GOAL OF THE EXERCISE | Go through the data and report each line that holds the string "thin".

[Natural language region descriptions]
__________________________________________________

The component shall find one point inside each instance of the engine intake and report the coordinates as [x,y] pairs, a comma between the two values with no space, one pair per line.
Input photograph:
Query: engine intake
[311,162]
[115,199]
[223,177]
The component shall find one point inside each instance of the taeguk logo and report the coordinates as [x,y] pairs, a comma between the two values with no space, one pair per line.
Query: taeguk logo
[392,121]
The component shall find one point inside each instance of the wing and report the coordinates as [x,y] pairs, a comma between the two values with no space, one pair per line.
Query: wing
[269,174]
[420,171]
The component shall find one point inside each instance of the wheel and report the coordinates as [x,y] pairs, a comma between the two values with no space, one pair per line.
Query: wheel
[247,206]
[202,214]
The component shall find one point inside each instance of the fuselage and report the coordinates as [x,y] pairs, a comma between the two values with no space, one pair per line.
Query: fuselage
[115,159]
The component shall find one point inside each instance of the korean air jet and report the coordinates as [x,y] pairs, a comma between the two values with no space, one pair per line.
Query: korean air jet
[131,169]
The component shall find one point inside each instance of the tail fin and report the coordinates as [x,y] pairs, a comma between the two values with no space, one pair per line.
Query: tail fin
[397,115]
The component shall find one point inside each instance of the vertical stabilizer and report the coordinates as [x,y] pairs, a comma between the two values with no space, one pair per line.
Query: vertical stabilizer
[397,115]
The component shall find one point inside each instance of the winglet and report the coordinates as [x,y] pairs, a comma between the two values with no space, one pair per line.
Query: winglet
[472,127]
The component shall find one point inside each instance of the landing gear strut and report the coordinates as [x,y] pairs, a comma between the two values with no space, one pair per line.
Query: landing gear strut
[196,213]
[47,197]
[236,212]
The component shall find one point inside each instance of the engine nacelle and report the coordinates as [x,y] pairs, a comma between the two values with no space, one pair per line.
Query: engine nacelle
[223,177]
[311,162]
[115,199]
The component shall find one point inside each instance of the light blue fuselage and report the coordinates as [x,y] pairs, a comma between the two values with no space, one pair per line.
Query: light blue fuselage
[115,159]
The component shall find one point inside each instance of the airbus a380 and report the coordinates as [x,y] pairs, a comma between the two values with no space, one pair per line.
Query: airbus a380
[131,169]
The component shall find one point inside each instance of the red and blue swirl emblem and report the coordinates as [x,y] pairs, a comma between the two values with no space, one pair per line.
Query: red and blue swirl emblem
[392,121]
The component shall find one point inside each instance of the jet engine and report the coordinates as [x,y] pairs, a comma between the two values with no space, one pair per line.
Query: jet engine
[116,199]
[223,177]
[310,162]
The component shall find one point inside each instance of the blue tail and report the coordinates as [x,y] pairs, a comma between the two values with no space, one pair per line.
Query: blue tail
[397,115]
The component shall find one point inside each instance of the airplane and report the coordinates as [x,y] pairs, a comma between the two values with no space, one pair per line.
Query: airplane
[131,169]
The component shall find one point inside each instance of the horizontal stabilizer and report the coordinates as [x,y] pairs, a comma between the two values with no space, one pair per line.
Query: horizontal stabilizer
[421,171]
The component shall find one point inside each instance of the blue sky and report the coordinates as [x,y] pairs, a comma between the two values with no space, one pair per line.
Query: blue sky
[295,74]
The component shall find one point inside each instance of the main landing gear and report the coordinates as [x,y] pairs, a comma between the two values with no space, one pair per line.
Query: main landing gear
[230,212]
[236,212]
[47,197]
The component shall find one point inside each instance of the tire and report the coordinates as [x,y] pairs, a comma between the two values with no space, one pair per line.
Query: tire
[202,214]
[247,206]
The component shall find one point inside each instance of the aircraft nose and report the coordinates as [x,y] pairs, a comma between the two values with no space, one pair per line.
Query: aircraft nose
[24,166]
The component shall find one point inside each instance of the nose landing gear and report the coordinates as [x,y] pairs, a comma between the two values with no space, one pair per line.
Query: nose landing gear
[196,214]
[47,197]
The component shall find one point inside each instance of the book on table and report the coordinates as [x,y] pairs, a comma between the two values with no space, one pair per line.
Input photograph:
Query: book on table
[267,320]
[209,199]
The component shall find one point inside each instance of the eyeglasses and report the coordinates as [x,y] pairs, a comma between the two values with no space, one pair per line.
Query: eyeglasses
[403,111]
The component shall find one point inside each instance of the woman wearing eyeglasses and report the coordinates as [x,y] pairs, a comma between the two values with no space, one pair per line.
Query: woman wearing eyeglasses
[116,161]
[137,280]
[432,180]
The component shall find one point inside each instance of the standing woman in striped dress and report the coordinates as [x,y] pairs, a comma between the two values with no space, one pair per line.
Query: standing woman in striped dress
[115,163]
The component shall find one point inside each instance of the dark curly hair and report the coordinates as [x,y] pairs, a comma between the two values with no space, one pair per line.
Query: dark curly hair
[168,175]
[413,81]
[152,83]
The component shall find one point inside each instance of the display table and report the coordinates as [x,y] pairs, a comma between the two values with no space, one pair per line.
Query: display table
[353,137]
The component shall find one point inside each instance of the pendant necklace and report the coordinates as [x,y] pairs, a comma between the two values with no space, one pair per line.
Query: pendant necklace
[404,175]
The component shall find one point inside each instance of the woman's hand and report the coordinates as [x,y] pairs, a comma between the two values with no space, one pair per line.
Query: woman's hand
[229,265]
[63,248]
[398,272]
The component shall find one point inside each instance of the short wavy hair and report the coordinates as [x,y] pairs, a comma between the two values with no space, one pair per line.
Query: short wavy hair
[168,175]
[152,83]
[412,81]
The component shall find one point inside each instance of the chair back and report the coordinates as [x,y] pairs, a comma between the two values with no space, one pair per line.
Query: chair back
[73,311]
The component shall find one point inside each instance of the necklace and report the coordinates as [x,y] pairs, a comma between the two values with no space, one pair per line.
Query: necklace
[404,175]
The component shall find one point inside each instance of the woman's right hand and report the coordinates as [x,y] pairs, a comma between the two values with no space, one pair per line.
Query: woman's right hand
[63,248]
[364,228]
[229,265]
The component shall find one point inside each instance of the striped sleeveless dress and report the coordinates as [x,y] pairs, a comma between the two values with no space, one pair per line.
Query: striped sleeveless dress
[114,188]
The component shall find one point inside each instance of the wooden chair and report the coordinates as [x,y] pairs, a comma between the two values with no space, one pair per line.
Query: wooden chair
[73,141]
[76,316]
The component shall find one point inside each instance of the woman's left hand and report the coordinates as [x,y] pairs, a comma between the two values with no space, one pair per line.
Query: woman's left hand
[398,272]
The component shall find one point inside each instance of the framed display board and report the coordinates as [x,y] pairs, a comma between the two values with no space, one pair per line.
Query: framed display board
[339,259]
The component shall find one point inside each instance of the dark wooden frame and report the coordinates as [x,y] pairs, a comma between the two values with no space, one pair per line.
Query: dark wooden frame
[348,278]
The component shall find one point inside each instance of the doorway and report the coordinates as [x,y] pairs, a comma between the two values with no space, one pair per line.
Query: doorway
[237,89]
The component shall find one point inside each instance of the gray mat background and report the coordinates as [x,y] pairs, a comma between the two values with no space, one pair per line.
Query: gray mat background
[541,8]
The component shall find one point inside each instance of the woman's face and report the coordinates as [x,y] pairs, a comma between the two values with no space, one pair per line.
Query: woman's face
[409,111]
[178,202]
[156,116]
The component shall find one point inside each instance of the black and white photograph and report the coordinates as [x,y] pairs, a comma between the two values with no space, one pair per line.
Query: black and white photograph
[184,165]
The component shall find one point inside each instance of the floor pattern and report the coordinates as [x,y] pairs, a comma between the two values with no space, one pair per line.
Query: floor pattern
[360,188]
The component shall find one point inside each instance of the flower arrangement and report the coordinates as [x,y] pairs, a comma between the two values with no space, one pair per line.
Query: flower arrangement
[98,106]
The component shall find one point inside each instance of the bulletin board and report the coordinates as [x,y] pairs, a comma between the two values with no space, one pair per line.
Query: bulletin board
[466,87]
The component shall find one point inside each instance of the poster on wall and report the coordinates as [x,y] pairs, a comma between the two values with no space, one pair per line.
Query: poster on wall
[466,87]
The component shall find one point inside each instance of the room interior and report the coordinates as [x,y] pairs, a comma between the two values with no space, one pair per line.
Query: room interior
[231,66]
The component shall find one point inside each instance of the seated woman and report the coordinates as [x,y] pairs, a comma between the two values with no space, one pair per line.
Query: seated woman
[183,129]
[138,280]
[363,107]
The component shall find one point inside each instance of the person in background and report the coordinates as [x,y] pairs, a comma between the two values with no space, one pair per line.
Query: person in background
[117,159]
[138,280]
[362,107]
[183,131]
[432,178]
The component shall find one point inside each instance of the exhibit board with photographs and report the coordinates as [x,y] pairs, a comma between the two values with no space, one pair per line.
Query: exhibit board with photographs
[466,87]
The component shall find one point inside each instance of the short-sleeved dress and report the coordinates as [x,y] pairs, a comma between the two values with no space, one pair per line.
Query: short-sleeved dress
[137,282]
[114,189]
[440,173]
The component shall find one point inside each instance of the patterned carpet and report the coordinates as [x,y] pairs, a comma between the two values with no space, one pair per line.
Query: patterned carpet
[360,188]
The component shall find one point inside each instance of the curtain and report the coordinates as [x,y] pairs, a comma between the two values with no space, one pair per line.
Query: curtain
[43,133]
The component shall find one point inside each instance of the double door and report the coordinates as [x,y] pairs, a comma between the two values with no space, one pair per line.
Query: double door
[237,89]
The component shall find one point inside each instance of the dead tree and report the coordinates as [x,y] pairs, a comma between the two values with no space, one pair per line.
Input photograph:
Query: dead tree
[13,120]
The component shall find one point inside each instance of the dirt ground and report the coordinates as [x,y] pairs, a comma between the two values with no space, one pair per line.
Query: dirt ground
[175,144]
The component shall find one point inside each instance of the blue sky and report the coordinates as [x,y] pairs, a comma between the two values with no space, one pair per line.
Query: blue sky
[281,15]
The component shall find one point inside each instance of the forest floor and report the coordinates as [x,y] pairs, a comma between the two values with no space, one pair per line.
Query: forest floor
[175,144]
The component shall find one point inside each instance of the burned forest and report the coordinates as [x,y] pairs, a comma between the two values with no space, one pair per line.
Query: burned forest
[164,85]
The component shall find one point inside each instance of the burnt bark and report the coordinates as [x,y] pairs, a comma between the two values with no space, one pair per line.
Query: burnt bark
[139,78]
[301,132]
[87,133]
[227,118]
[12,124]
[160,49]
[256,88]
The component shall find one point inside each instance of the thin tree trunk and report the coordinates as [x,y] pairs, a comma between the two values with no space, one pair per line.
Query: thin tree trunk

__________________________________________________

TASK OUTPUT |
The component shall find one point inside each instance of the thin tree trunk and report the coordinates as [x,y] pairs, a comma between the two values with no space, one pair per line.
Query: thin tree trunk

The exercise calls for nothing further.